What you should do »
In full and without deviation, write out the entries that follow.

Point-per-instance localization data
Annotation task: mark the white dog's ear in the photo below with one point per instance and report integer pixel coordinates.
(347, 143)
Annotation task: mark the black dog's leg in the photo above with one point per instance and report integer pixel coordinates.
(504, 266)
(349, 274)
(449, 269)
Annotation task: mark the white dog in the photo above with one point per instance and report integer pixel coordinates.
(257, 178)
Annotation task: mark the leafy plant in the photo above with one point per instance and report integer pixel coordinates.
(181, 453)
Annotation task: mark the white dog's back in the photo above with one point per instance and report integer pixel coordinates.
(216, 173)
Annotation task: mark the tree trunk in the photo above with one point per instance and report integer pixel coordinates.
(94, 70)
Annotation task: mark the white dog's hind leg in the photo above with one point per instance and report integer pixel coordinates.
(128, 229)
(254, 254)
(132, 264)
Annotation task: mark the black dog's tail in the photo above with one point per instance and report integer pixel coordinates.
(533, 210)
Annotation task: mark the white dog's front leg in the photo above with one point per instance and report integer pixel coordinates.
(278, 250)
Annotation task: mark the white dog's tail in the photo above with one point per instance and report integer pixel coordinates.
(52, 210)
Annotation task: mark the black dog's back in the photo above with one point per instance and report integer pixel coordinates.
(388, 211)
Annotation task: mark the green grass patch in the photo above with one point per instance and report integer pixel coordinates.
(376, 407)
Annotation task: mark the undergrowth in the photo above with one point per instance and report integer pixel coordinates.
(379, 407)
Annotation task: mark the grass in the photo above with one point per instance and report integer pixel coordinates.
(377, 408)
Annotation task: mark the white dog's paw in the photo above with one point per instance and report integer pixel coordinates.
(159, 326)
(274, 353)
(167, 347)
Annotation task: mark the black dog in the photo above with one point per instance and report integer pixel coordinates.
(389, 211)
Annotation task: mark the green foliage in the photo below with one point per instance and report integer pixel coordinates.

Result of this task »
Annotation task: mark the white dog's ear in the photo below with one point per instance and report integer pixel coordinates.
(347, 143)
Annotation task: mark the black dog's leg in the photo above with one point per instance and report integer pixel coordinates.
(504, 266)
(349, 274)
(449, 269)
Annotation task: mark the white dog in the photo above with one point per instance and report integer pixel coordinates.
(257, 178)
Annotation task: mark the leafy plant in the photo above with one point per instance and report integer pixel coordinates.
(181, 453)
Annotation task: mark the white dog's back in the photo above with one point per instance and report integer pixel coordinates.
(216, 173)
Annotation task: mark the tree trunk in the photo above with one point per instance and report integer pixel coordinates.
(94, 70)
Annotation task: mark the white dog's hind leg in the photo above with one point per instance and report integer pixel coordinates.
(128, 229)
(254, 254)
(132, 264)
Annotation task: mark the black dog's tail in the photo above with one point per instance and report integer pixel coordinates.
(533, 210)
Annotation task: mark the white dog's front leg in the photo above with one point per instance and report integer pixel coordinates.
(278, 250)
Annotation task: mark the white dog's tail in the photo above with one point per instance and report integer pixel coordinates.
(52, 210)
Annotation task: mark the black dog's back in the photo above with one point per instance and report integer pixel coordinates.
(388, 211)
Annotation task: mark the green grass patch in the photo above with one point per instance and report integer pixel coordinates.
(376, 407)
Annotation task: mark the undergrowth in the photo above with one point per instance and report integer pixel coordinates.
(379, 407)
Annotation task: mark the grass in the photo above with one point per instance and report integer pixel coordinates.
(377, 408)
Annotation task: mark the white dog's paw in the photo above with one point per instance and report integer pixel coordinates.
(159, 326)
(274, 353)
(167, 347)
Annotation task: mark the black dog in the photo above with one point per instance and report integer pixel coordinates.
(389, 211)
Annotation task: mark the green foliage in the photo below with one point per instance and report integer pixel coordinates.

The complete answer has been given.